Answer these questions about the dated journal entries below, using the facts they state.
(a) In the entry titled "030: human," how many miles did the speaker try to run?
(b) In the entry titled "029: spatter," what does the speaker carry out to the porch at sunset?
(c) In the entry titled "028: sink.," where do the daily callers reach the speaker?

» **Selected extract**:

==================================================

Saturday, July 6, 2013

030: human

I tried to write a poem but everything
I said came out clunky and
taut and irrelevant
I tried to run ten miles but I got
lost halfway to the ocean and
found I had no lungs
I tried to fall asleep but when
I dreamed my mind felt heavy
and I got scared and thrashed awake
I tried to brew tea but the cup
grew hot and smashed when the bitterness
seared my tongue
I was so tired of all my nothings
of walking with eyes shut
I didn’t understand the ground’s rigidity

when I stood up and danced

Thursday, July 4, 2013

029: spatter

At sunset I carry a white ceramic pitcher out to the porch. I sit on the step and pour cool water over my muddied feet.

I scrub the last streaks off in the upstairs tub. Laska, curious at the running water, pokes his nose over the edge of the tub and, after a moment, jumps in, smearing muddy pawprints on the white. He pads around in the water for a minute—then he looks up at me, solemn, and climbs out.


I drain the tub and pat my calves and ankles dry. Dad's painting walls. I walk downstairs, barefoot, raw.

Wednesday, July 3, 2013

028: sink.

Every day someone calls at work, confused about X, desperate for Y, angry over Z. And when I can’t help them I sink. Clutch the phone, listen to them howl. Wait for the water to slip over my head.

==================================================

» **Data extract**:
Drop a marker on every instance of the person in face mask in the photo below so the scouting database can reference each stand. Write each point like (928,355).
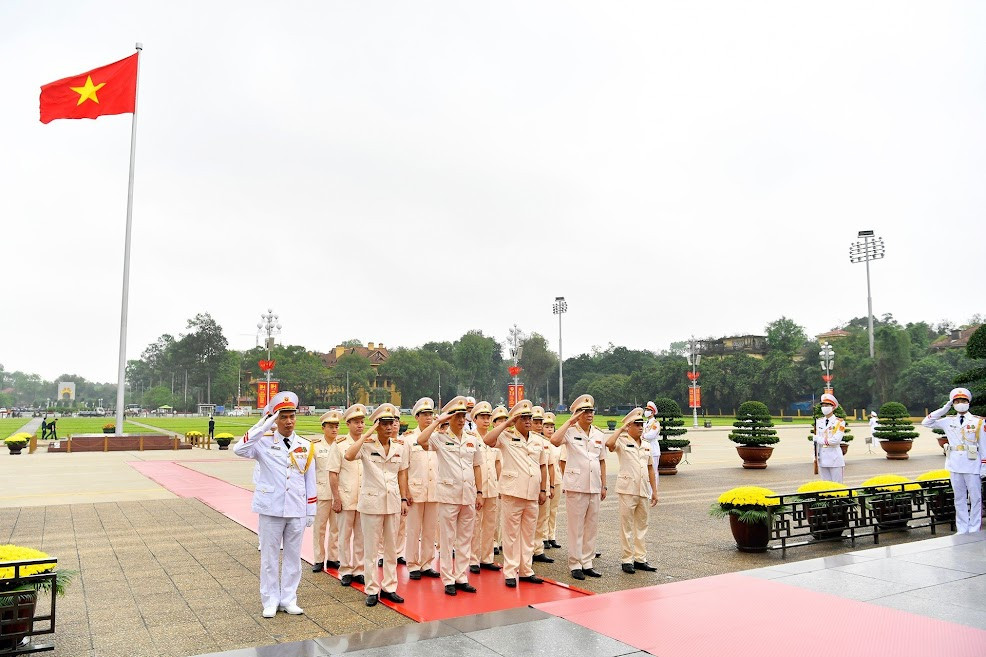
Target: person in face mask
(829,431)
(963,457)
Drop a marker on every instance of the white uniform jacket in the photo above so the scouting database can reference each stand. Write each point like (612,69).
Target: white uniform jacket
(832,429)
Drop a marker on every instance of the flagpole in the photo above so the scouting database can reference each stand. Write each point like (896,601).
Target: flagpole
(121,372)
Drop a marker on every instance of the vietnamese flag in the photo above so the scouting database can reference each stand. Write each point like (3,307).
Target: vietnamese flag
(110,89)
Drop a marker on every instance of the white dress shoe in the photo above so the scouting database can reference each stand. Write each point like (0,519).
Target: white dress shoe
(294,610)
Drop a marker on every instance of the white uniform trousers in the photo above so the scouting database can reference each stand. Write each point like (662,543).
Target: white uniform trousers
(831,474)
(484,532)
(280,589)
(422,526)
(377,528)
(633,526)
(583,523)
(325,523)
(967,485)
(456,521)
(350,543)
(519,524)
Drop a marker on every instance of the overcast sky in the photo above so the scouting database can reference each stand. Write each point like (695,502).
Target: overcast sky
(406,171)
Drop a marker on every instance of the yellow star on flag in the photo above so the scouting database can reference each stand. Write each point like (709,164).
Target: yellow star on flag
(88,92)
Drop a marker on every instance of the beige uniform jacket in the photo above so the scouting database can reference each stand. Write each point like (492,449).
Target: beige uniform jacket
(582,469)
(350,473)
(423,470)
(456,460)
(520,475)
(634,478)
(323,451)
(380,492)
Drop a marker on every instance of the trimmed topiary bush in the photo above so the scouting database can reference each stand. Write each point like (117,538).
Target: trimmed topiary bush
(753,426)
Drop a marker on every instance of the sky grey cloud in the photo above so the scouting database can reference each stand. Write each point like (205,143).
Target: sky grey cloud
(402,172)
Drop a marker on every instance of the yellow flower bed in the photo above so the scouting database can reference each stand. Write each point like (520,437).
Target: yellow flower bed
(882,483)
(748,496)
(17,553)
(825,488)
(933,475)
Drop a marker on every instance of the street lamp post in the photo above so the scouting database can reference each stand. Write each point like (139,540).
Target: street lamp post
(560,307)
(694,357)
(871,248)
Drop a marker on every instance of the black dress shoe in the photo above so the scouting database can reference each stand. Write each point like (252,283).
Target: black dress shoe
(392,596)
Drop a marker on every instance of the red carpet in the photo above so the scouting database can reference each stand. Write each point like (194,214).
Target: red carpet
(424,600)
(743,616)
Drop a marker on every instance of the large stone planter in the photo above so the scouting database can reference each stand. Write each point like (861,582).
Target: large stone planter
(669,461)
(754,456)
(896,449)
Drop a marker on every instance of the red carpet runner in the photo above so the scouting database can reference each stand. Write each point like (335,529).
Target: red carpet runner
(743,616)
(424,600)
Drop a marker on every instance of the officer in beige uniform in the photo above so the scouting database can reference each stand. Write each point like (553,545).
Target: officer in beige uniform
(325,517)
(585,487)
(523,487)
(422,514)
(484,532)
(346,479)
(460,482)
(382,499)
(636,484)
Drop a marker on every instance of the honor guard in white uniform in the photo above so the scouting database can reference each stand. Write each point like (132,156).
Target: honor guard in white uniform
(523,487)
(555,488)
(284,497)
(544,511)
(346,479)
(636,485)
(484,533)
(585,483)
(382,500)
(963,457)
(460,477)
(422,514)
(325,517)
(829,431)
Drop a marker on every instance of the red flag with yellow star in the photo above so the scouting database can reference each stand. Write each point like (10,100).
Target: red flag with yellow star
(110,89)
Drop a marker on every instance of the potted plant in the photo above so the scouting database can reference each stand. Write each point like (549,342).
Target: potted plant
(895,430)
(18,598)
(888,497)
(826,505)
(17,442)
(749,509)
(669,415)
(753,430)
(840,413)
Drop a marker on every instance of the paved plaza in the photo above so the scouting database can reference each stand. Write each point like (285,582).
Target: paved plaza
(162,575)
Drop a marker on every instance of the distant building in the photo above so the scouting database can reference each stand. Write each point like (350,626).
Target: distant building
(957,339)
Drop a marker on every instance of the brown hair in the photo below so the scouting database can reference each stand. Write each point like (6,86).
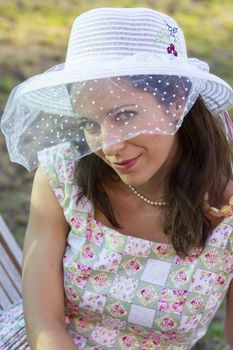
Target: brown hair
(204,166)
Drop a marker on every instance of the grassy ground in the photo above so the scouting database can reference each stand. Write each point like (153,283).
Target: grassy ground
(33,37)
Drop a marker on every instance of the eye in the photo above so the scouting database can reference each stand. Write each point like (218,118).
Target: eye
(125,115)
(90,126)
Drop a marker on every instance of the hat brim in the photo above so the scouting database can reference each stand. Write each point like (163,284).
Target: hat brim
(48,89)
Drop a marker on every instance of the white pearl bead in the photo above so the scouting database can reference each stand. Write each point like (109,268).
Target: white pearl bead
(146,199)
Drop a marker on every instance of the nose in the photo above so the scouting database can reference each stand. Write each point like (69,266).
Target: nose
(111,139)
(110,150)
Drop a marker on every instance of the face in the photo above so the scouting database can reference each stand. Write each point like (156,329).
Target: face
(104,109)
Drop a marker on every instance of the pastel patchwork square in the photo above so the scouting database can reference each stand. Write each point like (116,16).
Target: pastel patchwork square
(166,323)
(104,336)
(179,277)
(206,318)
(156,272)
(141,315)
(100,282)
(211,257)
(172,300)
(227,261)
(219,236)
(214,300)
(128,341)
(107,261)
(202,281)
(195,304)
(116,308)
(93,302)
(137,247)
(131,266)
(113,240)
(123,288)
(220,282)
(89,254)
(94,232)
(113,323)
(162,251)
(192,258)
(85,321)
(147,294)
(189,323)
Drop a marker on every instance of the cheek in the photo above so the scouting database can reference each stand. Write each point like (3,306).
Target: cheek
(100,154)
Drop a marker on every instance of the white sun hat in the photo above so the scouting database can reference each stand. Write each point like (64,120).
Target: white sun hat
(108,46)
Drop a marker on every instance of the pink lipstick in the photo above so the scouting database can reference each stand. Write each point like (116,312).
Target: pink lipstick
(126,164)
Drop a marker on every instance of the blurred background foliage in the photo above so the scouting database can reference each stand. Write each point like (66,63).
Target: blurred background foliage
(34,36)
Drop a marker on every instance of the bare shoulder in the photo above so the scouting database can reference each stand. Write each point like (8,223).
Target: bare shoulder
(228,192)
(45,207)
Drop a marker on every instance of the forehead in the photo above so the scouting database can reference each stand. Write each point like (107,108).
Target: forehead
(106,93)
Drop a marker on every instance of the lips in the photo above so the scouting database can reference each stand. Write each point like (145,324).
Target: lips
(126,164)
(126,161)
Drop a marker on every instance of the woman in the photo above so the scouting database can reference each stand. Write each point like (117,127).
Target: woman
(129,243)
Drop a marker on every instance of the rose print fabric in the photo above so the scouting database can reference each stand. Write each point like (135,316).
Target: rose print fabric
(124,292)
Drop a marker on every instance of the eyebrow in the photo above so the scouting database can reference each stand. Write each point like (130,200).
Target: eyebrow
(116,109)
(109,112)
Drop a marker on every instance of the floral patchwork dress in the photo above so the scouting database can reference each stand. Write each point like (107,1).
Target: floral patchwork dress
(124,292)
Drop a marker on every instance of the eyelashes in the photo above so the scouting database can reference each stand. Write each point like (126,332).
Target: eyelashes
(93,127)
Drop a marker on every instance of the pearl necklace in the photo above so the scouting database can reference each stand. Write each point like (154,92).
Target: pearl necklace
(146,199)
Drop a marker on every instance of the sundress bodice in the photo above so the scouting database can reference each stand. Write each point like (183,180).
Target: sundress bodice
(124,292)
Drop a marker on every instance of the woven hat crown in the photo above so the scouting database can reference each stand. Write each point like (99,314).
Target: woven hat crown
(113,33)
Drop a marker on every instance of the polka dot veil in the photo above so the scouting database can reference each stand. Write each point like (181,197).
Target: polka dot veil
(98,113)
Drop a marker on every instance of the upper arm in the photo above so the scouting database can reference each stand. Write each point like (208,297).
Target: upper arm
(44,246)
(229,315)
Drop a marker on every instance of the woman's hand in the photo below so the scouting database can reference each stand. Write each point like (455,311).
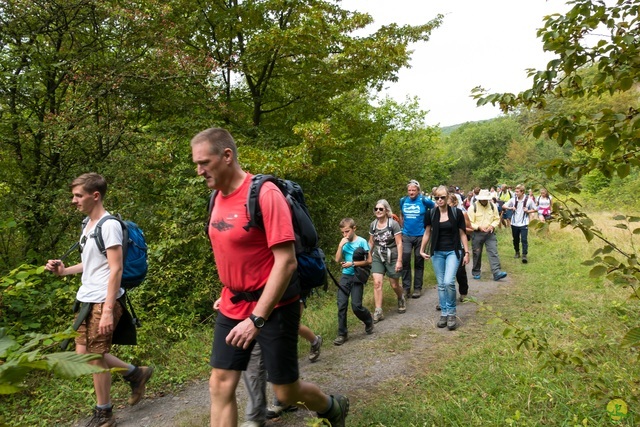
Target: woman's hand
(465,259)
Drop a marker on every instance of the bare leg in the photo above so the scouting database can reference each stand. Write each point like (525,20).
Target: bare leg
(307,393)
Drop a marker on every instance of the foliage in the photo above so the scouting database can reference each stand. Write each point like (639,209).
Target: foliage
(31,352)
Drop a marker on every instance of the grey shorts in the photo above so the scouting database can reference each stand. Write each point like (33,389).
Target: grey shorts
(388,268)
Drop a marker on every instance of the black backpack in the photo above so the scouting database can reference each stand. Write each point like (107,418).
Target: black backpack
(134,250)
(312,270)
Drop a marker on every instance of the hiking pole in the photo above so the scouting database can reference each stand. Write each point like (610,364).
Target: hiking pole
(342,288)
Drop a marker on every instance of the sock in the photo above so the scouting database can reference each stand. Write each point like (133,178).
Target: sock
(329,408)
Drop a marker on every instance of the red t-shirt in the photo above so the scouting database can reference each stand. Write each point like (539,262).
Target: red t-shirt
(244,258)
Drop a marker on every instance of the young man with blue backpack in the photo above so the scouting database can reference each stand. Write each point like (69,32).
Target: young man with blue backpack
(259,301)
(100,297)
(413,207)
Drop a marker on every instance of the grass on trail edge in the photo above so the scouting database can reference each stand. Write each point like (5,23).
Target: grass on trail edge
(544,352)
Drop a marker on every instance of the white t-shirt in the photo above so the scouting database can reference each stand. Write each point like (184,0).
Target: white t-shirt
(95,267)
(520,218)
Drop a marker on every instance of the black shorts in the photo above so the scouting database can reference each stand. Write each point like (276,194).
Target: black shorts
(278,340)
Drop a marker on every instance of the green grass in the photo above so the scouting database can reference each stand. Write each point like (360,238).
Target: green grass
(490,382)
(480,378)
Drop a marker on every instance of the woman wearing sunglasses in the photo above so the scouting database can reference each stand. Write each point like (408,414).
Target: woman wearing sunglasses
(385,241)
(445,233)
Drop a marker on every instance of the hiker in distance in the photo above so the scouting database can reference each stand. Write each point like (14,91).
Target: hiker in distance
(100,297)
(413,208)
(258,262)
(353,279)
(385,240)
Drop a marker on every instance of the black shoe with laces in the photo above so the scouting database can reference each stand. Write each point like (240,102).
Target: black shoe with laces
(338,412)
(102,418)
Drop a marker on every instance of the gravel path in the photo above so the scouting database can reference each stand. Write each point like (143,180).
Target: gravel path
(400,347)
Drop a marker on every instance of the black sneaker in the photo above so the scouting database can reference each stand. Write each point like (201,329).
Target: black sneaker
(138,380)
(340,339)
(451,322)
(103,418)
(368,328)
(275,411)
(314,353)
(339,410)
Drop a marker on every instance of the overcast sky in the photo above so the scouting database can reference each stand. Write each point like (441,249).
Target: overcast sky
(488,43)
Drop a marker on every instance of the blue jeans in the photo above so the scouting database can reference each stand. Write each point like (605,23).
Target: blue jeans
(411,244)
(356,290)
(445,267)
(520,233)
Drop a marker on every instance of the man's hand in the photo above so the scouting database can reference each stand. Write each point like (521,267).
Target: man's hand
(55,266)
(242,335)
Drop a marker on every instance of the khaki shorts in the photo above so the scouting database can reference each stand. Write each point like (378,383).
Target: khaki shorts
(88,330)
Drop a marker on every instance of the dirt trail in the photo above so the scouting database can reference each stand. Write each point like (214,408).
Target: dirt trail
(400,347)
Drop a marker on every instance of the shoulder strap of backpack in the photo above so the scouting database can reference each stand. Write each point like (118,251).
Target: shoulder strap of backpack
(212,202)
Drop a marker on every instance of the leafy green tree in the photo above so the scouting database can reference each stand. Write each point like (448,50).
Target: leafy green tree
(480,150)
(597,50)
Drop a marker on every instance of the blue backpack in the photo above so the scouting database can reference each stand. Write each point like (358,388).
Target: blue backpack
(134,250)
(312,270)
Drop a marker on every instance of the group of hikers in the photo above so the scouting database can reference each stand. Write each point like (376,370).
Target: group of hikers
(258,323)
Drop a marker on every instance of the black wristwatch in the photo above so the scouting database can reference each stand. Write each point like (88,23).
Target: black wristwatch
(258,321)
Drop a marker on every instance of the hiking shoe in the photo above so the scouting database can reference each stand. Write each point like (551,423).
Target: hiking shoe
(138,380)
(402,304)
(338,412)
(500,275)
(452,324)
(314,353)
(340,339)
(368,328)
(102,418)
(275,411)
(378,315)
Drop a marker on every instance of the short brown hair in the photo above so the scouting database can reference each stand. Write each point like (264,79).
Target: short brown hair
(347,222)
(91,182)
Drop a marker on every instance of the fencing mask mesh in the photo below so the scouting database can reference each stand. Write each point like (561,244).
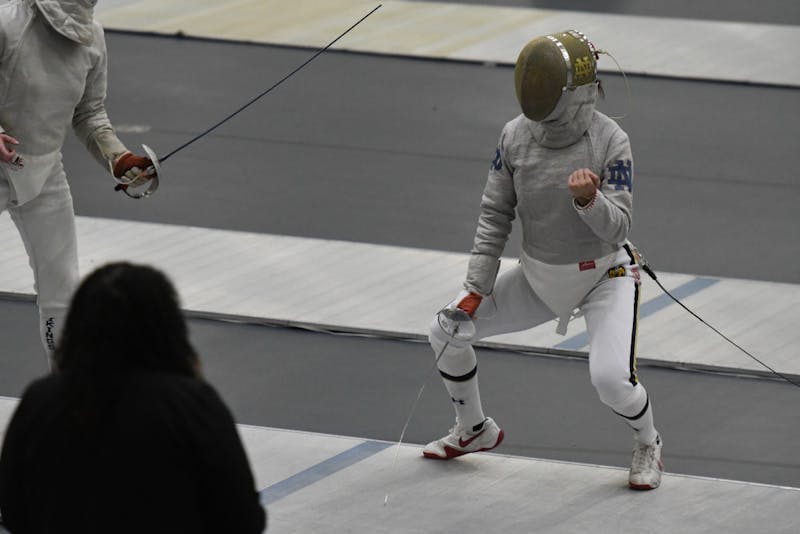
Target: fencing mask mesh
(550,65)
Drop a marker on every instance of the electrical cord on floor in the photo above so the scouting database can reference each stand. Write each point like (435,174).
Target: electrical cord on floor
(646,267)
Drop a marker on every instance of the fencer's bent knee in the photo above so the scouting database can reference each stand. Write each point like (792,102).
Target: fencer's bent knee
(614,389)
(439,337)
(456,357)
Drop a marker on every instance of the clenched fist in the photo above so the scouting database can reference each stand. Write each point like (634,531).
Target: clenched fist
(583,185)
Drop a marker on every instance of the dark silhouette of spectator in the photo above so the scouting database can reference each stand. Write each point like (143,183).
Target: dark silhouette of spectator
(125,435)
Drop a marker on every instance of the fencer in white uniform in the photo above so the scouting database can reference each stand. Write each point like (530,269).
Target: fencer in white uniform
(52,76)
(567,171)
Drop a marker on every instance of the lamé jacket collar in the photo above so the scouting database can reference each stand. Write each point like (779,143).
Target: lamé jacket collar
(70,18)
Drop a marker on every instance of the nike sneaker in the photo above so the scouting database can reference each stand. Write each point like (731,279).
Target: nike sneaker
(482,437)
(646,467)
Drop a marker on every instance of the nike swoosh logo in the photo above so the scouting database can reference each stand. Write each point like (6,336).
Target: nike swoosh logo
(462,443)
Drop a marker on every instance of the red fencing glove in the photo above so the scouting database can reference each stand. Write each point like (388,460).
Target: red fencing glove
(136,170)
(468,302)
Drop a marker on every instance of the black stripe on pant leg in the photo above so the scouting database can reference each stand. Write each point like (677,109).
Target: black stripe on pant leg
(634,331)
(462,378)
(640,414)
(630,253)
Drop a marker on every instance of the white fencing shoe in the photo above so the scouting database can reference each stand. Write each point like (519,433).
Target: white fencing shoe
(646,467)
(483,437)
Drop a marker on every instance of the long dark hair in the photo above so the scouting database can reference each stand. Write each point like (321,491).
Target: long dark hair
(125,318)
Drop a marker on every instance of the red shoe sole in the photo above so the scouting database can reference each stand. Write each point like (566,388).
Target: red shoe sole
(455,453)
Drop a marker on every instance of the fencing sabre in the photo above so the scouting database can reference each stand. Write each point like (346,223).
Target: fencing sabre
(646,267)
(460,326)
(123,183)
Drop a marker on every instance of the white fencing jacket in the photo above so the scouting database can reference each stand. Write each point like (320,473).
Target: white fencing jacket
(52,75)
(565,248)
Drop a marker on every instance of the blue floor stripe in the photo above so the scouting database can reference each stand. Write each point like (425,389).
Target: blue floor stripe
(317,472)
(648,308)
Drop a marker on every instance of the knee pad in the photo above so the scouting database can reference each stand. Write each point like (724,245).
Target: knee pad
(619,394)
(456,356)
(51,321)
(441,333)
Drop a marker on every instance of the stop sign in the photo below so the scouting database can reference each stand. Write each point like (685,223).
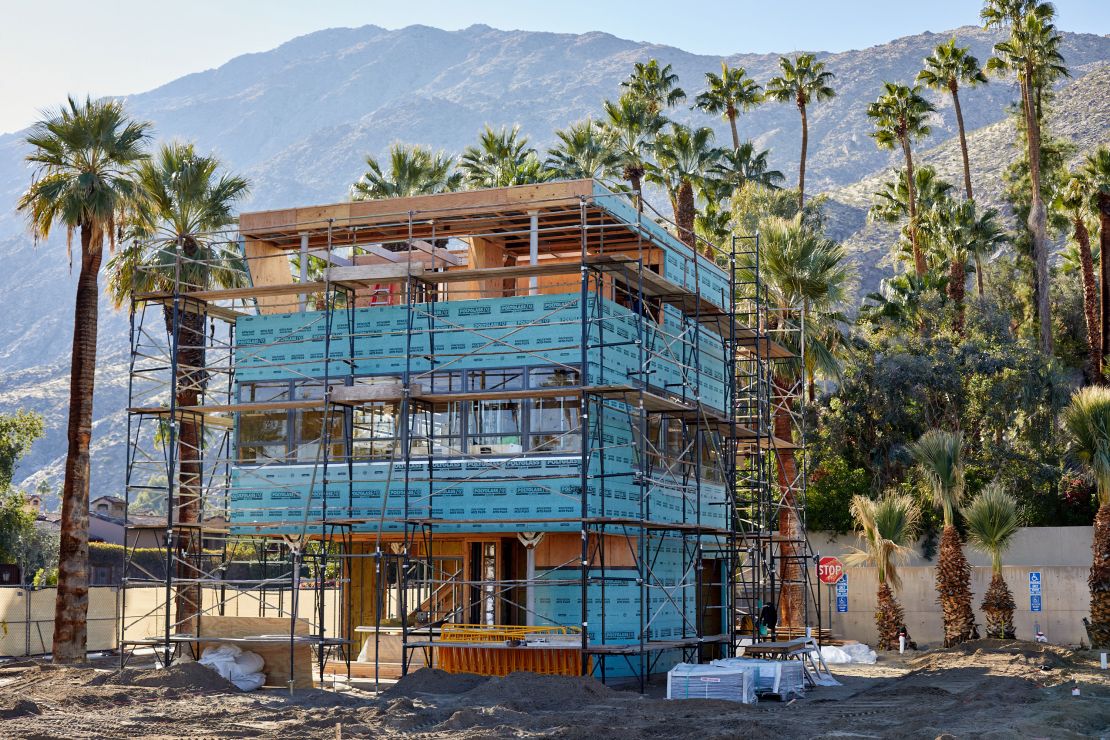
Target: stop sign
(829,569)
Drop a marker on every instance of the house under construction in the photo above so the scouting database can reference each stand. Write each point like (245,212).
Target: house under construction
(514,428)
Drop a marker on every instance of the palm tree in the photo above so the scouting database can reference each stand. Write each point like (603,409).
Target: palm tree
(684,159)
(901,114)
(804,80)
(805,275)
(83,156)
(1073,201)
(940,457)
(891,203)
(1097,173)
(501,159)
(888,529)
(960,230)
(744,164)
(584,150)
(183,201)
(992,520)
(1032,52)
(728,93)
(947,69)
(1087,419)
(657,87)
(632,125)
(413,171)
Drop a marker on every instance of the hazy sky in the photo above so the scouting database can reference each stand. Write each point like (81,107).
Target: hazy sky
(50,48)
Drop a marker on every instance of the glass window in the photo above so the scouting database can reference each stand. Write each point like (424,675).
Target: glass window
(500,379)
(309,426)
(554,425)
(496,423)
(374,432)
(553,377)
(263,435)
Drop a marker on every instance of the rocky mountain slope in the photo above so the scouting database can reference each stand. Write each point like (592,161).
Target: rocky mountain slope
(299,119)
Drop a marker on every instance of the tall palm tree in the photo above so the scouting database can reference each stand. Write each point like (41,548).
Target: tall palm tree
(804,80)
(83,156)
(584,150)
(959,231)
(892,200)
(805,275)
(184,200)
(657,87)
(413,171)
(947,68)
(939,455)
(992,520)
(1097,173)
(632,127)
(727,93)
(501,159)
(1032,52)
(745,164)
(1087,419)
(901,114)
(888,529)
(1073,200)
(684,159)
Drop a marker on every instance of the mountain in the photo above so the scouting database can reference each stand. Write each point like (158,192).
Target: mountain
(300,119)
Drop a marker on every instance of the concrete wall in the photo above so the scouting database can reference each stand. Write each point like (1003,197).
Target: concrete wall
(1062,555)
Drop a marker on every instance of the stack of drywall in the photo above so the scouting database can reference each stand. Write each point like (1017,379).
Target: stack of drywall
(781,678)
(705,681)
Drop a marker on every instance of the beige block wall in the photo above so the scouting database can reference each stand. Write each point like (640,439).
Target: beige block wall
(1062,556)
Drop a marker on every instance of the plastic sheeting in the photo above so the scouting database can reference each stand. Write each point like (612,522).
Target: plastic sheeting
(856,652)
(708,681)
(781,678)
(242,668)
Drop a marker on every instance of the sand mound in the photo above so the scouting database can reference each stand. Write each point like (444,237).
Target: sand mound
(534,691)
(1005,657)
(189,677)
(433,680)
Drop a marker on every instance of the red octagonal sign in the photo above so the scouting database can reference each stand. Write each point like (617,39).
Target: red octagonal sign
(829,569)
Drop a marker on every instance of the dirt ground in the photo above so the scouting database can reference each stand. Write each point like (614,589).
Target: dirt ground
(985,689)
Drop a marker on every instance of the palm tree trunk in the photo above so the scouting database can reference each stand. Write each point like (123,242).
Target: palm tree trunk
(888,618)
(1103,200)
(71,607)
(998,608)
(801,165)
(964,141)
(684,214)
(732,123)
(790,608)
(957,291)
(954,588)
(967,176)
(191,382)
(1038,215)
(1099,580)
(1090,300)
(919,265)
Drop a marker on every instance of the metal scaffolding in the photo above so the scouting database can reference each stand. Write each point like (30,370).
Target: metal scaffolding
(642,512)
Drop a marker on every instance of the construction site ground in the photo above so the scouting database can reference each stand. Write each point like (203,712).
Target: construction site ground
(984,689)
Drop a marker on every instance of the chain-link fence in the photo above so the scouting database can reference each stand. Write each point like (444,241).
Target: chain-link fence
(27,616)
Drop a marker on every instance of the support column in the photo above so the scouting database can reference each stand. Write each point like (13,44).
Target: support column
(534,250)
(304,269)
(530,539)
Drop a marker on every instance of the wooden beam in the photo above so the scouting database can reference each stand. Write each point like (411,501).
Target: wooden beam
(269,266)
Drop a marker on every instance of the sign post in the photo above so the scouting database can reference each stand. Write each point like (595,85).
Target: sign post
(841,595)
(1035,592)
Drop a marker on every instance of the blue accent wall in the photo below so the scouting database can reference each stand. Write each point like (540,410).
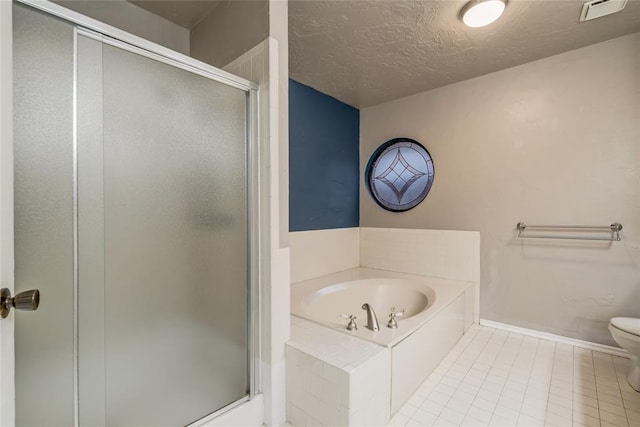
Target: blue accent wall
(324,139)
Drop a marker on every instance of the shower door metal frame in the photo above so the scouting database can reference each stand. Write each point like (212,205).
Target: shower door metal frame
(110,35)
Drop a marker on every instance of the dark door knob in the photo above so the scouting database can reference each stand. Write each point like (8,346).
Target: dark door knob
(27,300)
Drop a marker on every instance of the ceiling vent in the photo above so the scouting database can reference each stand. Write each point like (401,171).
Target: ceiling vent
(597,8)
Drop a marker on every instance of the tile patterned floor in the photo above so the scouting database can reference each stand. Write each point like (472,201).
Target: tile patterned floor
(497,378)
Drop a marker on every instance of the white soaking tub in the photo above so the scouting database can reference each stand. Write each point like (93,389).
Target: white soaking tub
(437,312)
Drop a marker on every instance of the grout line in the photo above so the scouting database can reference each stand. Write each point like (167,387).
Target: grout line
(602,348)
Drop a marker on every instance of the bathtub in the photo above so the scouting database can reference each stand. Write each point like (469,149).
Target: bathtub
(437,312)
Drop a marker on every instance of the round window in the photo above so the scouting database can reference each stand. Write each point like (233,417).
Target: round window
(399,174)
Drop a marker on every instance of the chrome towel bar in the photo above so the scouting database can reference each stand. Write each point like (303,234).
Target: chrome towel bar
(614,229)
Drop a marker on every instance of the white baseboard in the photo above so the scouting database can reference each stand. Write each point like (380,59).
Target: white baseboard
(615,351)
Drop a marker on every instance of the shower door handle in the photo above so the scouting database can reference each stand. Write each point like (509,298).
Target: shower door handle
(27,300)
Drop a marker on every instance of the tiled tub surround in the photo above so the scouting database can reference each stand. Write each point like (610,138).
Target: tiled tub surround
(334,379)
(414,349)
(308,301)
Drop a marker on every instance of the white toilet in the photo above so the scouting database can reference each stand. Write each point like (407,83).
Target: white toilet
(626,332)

==================================================

» **Output**:
(a) Ten miles.
(b) A white ceramic pitcher.
(c) At work.